How to complete this task -> Reproduce the listing below word for word, with no pictures.

Source data ->
------

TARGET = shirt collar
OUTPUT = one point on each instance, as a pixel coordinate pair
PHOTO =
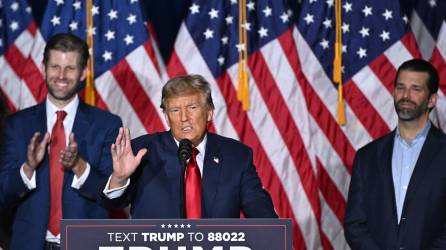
(201, 147)
(420, 136)
(70, 108)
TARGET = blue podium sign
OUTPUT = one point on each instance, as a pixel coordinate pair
(169, 234)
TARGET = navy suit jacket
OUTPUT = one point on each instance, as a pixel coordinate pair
(94, 130)
(371, 217)
(230, 183)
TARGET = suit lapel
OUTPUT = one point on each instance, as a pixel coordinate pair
(386, 153)
(81, 122)
(428, 151)
(173, 168)
(211, 173)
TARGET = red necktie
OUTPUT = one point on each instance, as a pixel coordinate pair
(193, 187)
(56, 173)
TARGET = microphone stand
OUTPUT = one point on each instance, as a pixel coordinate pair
(182, 189)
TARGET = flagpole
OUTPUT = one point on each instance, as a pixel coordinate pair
(89, 88)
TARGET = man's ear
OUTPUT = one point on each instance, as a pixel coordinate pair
(84, 74)
(432, 100)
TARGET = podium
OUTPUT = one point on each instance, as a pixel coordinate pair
(178, 234)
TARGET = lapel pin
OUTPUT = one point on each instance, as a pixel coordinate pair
(216, 160)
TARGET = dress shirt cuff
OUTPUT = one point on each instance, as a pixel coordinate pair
(79, 181)
(115, 192)
(29, 183)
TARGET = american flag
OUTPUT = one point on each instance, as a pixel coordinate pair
(303, 156)
(126, 67)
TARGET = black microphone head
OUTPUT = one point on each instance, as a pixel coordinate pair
(184, 150)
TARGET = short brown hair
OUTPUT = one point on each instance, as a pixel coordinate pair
(67, 42)
(184, 85)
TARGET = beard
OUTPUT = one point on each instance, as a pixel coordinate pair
(410, 114)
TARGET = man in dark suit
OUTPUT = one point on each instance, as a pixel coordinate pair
(152, 182)
(397, 196)
(56, 153)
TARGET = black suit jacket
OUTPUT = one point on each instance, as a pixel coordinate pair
(371, 217)
(95, 130)
(230, 182)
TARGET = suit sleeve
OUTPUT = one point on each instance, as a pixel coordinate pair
(355, 222)
(102, 168)
(12, 187)
(256, 202)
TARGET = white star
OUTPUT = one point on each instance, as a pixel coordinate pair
(385, 35)
(229, 19)
(251, 5)
(327, 23)
(284, 17)
(107, 55)
(14, 6)
(113, 14)
(345, 27)
(73, 25)
(55, 20)
(194, 9)
(77, 5)
(131, 19)
(128, 39)
(405, 19)
(221, 60)
(361, 52)
(95, 10)
(263, 32)
(309, 18)
(324, 44)
(347, 7)
(224, 40)
(208, 33)
(213, 13)
(91, 31)
(367, 10)
(14, 25)
(247, 26)
(268, 11)
(387, 14)
(364, 31)
(240, 47)
(110, 35)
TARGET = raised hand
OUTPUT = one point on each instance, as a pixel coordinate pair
(35, 153)
(124, 161)
(70, 158)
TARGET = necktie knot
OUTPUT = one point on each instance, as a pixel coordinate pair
(61, 115)
(193, 187)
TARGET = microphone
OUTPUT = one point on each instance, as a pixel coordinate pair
(184, 151)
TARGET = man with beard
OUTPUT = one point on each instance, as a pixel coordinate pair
(397, 196)
(57, 152)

------

Worked solution ->
TARGET = shirt collar
OUTPUT = one point on each instance, as a pixel coordinate pair
PHOTO =
(201, 147)
(420, 136)
(70, 108)
TARGET = blue podium sign
OUTPUT = one point on each instance, as a pixel coordinate pair
(169, 234)
TARGET = navy suit jacket
OUTPUT = one point on each instance, as a pixel coordinate pair
(94, 130)
(371, 217)
(230, 183)
TARGET = suit lapel
OUTPUT = one point on each instance, as a pixel coordinate pair
(386, 153)
(81, 122)
(428, 151)
(173, 168)
(211, 173)
TARGET = red necktie
OUTPUT = one point on each instance, as a pixel coordinate pair
(193, 187)
(56, 173)
TARGET = microphone stand
OUTPUT = one point on each instance, as a pixel coordinate pair
(182, 189)
TARGET = flagpole
OUTPUT = one point on each instance, as a pixel coordinate pair
(89, 88)
TARGET = man's ear
OUTPUT = one point on each instance, as a pixel coordinate pair
(84, 74)
(432, 100)
TARGET = podium
OUTPUT = one point on each instance, as a pixel coordinate pair
(178, 234)
TARGET = lapel pin
OUTPUT = one point on each instance, as a pixel coordinate pair
(216, 160)
TARGET = dress shirt cuff
OUTPUT = one point on each instance, as a pixel coordinate pair
(79, 181)
(115, 192)
(29, 183)
TARGET = american flag
OUTPUT = one point on each instance, as a pixel coordinate pair
(303, 156)
(126, 67)
TARGET = black microphone head
OUTPUT = one point on each instance, as a pixel coordinate pair
(184, 150)
TARGET = short brown hair
OUTPUT = one point on each instance, as a pixel coordinate pair
(67, 42)
(184, 85)
TARGET = beard
OUTPUT = one point on each instance, as a pixel coordinate pair
(410, 114)
TARGET = man in dark suit
OUTPUT = one point on each instance, as a pixel coordinate pair
(152, 182)
(397, 196)
(56, 153)
TARGET = black suit jacket
OUTPUT = one point on each instance, as a pixel coordinate pair
(371, 217)
(95, 130)
(230, 182)
TARGET = suit sleeve
OUTPUT = one point on each instance, as a pixel coordinate pair
(355, 222)
(102, 168)
(12, 187)
(256, 202)
TARGET = white star
OUTPUT = one point on each instance, as a pixel coordinate pair
(385, 35)
(229, 19)
(251, 5)
(327, 23)
(284, 17)
(107, 55)
(14, 6)
(113, 14)
(345, 27)
(73, 25)
(55, 20)
(194, 9)
(77, 5)
(131, 19)
(128, 39)
(405, 19)
(221, 60)
(361, 52)
(95, 10)
(263, 32)
(309, 18)
(324, 44)
(347, 7)
(224, 40)
(208, 33)
(213, 13)
(91, 31)
(367, 10)
(14, 25)
(247, 26)
(268, 11)
(387, 14)
(364, 31)
(240, 47)
(110, 35)
TARGET = raised hand
OUTPUT = one point on each instance, as a pixel coordinate pair
(35, 153)
(124, 161)
(70, 158)
TARGET = necktie knot
OUTPUT = one point on each instance, as a pixel coordinate pair
(61, 115)
(193, 187)
TARGET = microphone
OUTPUT = one point on each instance, as a pixel coordinate pair
(184, 151)
TARGET = man with beard
OUTPUT = one point on each instance, as a pixel coordinate pair
(397, 196)
(57, 152)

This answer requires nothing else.